[Aim of the task]: Print the range of lines that opens with the line containing "Vision module – locates any red" and closes with the last line of the listing. Include both ends; print nothing more.

[Data for the task]:
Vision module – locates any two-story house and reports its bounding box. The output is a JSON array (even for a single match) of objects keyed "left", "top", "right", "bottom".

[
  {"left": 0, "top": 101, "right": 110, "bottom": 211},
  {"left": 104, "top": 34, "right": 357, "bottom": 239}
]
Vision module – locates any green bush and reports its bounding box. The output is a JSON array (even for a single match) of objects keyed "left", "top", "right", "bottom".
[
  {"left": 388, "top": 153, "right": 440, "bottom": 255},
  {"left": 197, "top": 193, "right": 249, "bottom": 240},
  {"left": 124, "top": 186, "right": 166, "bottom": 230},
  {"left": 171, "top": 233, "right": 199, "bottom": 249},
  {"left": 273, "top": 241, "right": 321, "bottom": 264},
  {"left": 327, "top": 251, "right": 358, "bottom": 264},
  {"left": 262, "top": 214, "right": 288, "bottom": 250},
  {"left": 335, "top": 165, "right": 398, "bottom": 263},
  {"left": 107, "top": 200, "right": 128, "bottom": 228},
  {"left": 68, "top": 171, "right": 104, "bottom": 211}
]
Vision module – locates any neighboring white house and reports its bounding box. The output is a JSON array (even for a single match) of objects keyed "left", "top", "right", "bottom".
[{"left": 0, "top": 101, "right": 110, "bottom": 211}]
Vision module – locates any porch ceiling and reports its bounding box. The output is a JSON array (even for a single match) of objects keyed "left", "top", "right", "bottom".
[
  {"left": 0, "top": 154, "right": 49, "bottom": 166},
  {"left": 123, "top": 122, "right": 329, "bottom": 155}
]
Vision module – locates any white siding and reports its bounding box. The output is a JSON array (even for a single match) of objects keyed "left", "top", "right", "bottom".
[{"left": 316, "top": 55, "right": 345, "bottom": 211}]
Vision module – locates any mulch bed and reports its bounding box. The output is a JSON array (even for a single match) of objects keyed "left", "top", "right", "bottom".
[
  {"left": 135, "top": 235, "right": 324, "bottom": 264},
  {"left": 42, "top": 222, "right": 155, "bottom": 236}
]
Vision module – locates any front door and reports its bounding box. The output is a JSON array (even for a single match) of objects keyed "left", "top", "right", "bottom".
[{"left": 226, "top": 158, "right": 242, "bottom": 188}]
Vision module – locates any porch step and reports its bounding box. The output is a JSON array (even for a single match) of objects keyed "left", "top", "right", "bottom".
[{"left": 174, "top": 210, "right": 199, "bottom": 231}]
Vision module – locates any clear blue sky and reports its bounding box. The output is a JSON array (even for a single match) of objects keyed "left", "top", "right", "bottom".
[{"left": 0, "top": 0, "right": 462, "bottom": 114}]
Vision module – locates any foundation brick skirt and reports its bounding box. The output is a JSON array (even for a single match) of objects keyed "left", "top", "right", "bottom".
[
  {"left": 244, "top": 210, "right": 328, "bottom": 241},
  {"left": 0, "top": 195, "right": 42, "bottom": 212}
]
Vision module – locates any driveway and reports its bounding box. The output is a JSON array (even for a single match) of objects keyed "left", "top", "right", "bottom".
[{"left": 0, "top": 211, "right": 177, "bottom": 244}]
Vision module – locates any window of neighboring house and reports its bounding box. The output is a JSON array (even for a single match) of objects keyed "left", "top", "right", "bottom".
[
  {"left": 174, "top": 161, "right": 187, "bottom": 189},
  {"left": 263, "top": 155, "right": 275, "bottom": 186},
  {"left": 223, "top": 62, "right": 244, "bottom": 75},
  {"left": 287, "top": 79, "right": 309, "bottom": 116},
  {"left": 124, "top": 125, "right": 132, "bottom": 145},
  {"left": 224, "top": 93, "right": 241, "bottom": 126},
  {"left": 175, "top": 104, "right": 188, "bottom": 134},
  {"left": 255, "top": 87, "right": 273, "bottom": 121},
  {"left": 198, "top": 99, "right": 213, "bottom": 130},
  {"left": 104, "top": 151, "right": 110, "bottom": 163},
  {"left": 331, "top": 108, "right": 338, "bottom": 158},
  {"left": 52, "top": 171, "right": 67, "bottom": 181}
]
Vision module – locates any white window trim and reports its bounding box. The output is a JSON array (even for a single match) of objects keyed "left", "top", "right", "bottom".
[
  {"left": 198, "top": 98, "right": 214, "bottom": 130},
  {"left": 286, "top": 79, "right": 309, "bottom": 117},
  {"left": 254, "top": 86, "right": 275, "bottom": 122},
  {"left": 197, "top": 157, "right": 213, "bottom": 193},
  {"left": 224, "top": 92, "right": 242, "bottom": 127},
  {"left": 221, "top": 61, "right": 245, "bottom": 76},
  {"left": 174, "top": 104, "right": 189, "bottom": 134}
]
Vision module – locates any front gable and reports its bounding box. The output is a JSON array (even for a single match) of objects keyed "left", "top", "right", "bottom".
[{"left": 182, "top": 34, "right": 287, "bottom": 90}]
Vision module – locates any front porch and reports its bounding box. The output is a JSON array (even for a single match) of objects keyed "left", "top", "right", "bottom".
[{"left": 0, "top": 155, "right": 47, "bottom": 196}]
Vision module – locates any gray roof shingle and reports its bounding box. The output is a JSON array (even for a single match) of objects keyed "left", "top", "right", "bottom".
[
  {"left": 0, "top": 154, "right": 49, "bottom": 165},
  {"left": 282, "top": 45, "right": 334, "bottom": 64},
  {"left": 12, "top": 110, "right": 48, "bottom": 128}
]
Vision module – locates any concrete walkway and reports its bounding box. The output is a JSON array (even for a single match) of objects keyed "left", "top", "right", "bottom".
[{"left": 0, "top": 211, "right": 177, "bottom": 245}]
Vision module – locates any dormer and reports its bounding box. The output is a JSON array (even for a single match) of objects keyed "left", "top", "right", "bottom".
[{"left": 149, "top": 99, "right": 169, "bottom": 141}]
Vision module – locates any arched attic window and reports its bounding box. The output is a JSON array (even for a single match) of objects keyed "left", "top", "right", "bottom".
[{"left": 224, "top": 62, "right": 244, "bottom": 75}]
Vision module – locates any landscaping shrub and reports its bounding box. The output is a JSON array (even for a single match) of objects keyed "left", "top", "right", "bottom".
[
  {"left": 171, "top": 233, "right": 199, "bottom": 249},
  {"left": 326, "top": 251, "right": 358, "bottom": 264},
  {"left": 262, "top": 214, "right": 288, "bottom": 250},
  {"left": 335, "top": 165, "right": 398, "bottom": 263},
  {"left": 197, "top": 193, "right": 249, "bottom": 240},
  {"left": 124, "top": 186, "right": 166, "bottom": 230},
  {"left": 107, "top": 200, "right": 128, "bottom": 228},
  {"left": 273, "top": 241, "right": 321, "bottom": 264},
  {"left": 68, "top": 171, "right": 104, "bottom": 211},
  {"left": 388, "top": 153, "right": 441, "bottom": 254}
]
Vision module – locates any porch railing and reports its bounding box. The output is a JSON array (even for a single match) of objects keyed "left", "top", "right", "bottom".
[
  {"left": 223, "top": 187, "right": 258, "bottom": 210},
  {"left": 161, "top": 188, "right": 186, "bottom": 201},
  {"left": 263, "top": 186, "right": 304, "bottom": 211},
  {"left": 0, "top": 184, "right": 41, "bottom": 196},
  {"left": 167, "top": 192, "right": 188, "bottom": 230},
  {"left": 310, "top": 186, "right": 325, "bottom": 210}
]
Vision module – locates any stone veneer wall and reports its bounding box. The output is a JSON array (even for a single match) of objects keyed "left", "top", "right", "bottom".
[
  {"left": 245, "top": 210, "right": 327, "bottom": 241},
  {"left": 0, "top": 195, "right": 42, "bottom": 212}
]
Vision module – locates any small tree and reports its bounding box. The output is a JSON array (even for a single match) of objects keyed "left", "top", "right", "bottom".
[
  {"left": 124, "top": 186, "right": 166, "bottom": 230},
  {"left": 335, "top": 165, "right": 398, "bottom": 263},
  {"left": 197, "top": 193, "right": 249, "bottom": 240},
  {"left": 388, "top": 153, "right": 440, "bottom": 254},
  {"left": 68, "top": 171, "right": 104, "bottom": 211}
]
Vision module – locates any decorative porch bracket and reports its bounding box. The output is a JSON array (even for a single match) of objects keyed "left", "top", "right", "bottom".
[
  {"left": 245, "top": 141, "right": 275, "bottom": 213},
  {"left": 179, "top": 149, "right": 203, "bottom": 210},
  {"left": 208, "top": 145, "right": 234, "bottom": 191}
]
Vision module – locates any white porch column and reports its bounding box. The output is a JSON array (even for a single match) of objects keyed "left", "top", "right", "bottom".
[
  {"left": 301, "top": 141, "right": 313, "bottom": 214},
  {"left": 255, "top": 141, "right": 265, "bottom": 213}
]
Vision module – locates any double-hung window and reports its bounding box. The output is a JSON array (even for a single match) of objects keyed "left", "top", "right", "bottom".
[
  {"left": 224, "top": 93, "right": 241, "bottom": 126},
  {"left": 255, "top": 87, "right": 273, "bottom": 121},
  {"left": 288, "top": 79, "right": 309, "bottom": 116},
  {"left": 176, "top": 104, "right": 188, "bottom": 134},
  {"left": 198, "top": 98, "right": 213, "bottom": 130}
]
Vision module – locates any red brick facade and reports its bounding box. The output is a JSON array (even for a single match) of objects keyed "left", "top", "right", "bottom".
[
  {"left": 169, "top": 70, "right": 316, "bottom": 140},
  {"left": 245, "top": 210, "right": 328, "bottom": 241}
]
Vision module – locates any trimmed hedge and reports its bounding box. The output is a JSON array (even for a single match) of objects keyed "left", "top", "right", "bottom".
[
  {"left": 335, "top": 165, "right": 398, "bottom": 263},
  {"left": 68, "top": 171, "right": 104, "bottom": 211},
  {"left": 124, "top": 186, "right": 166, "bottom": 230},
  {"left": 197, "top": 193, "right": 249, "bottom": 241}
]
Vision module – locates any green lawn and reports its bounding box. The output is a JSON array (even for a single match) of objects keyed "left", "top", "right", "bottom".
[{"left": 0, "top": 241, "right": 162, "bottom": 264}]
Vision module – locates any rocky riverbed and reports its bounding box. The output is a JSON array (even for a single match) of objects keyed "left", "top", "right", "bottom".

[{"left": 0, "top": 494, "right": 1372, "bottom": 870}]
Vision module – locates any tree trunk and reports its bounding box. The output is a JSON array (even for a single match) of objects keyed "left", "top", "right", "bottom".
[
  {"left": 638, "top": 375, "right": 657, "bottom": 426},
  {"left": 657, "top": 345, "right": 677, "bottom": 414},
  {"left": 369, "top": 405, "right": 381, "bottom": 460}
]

[Written response]:
Vision module – locates any red brick facade and reports its bounding box. The output is a JSON array (even for a single match) of objects keyed "left", "top", "right", "bottom".
[
  {"left": 169, "top": 70, "right": 316, "bottom": 140},
  {"left": 245, "top": 210, "right": 328, "bottom": 241}
]
Vision module – locates any trimmed hedge and reports its bounding box. The output is a JSON array (even for a single match) of objects keyed "left", "top", "right", "bottom".
[
  {"left": 335, "top": 165, "right": 398, "bottom": 263},
  {"left": 68, "top": 171, "right": 104, "bottom": 211},
  {"left": 124, "top": 186, "right": 166, "bottom": 230},
  {"left": 197, "top": 193, "right": 249, "bottom": 241}
]
Vision module – locates any green lawn and reports its bounding box. The output is a JSON array (even for a single match) of objects keyed "left", "top", "right", "bottom".
[{"left": 0, "top": 241, "right": 162, "bottom": 264}]
Vision module – locates any rocky riverbed and reports its bounding box. The output is a JSON array (even for a single match) of objects keyed "left", "top", "right", "bottom".

[{"left": 0, "top": 494, "right": 1372, "bottom": 870}]
Vision module – locates any tree trunk and reports its bounding box. The output is a JSON array (even for a single match) of objects keyed "left", "top", "right", "bottom".
[
  {"left": 638, "top": 375, "right": 657, "bottom": 426},
  {"left": 657, "top": 345, "right": 677, "bottom": 414},
  {"left": 369, "top": 405, "right": 381, "bottom": 460}
]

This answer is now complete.